# Mayhem Trip to Tampa 9/25-27



## [email protected] (Mar 20, 2008)

We loaded up the kayaks for a trip to Tampa Thursday after work. Day 1 we launched at Weedon Island at about 7am. Weedon Island is a place that is full of mangroves and grass flats. First thing we find the Jacks...we both messed with those for awile and got some screaming drag going. We looked all over for our target species (Snook) and we saw a bunch of them. They would not eat anything....I did spot a few reds and got this 25 incher to eat. We caught a few trout and headed back to the house due to scorching heat...I think we left @ the time we should have been fishing because the tide was starting to head out. Launched again in the same area that evening about 4pm. We worked the whole area over and I finally got a 21" Snook...my first ever! Also got my first ever inshore slam and it was not even in my home area. We messed around and continued to catch trout while trying to find some more snook. Headed home about 6:45pm and then made our way out to Dubai Long Pier. Tim caught this 36" snook after about 4 hours of standing on the pier waiting for them to show up and get hungry...he ate a ladyfish. It was his first ever and a very impressive catch...only one caught on the pier all night! Woke up early and went out to cockroach bay. We paddled the whole area and got a few trout and I got one small snook for our efforts. We took a break and dumped off the kayaks and then went out to Ft De Soto...we saw some snook on the bay pier but they were no eaters. Finally made our way back to Dubai pier and fished until 1am. We could not catch a bait to save our lives. I did finally get a decent LY and dropped it down where we had seen a snook minutes before...he came out and hammered the LY...unfortunately I was using my little rod with 15lb braid and 20lb flouro...I survived the intial crush and almost had him under control when he went crazy again and jumped into the pylon and broke me off...We left on a sad note but it was great trip none the less! Cant wait to go back next summer a little ealier andmurder the Snook now that we know whats going on. We did go to an unknown area and have some success so that was awesome!

■ **SUPPLIED DATA**:
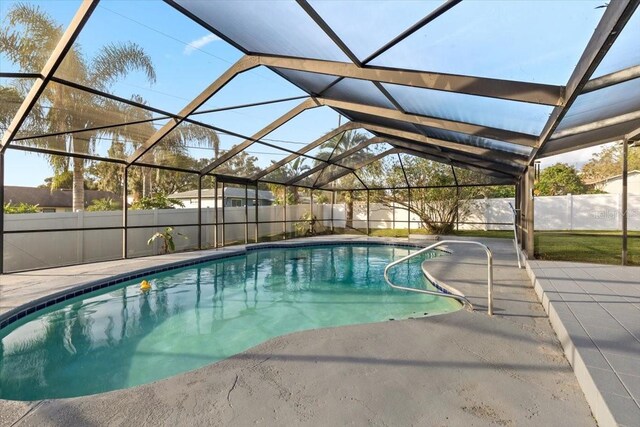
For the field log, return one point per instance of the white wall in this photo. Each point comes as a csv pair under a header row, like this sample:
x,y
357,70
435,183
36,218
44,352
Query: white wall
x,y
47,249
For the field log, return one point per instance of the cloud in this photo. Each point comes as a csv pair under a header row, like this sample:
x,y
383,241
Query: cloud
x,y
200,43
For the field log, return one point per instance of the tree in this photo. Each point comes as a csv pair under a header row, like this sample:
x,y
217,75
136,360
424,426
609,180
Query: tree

■ **EXERCISE**: List every place the Tampa kayak fishing trip report names as somewhere the two anglers fished.

■ **CORRECT RESULT**:
Weedon Island
Dubai Long Pier
cockroach bay
Ft De Soto